Your assignment: In the entries below, find the line containing "of the large" and the line containing "of the brown". Copy those two lines and everything between them exactly, and only that.

• • • •

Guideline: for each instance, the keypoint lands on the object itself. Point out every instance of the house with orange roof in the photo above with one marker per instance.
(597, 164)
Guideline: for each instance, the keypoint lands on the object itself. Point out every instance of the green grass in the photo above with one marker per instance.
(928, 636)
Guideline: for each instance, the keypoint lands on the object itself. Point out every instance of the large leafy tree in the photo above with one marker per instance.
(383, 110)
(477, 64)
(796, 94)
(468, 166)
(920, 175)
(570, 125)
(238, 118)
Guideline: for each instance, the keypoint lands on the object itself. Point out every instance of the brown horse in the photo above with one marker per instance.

• • • •

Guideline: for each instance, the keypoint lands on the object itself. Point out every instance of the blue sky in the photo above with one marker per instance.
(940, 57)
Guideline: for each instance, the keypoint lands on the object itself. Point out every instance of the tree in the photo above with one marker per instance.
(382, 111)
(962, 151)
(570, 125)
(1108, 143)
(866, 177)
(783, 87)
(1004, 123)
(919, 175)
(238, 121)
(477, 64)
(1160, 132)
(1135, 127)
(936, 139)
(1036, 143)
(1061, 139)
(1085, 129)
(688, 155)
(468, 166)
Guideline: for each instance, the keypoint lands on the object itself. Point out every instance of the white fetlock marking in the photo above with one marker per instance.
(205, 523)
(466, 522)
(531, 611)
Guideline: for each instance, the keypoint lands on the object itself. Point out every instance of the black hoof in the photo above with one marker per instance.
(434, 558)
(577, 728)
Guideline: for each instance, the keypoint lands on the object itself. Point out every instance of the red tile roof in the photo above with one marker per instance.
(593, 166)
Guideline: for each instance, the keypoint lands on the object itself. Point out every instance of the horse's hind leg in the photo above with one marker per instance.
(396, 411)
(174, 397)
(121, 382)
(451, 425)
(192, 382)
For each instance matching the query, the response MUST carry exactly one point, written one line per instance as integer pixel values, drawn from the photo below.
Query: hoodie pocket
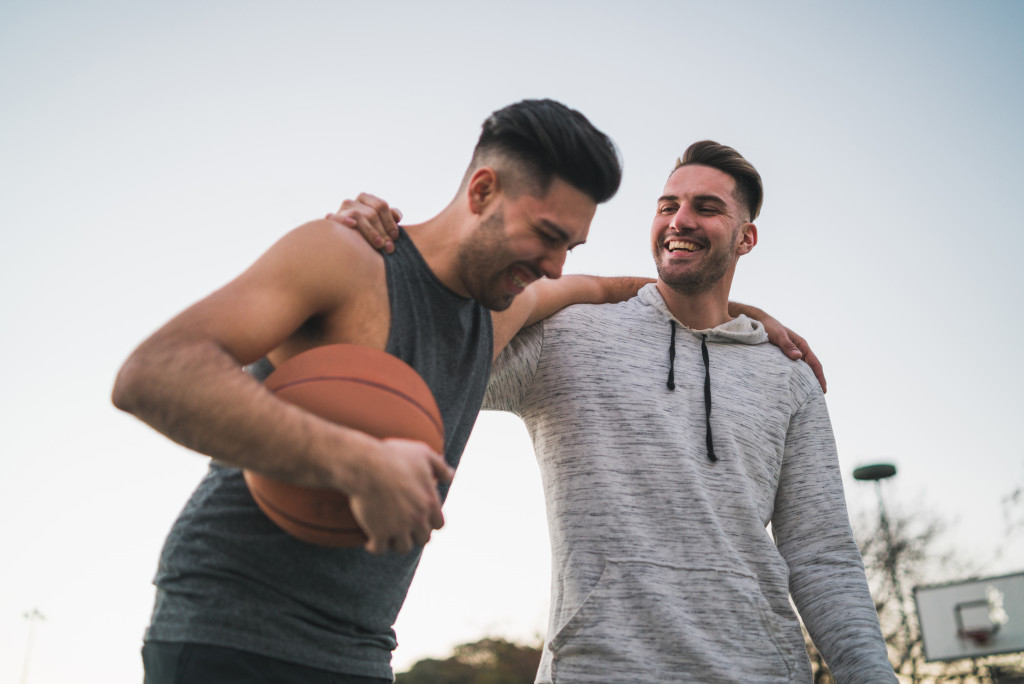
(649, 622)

• • • •

Task result:
Guideline: for each instance, the keypoint lands on the object itself. Point out every instance of the large leafy tree in the photo above with one marker per instance.
(383, 110)
(477, 64)
(796, 94)
(468, 166)
(920, 175)
(570, 125)
(238, 118)
Guideline: for each instance, the keypoint lands on the object itself. Point out every instance of the brown horse in the photo above with one marker per instance.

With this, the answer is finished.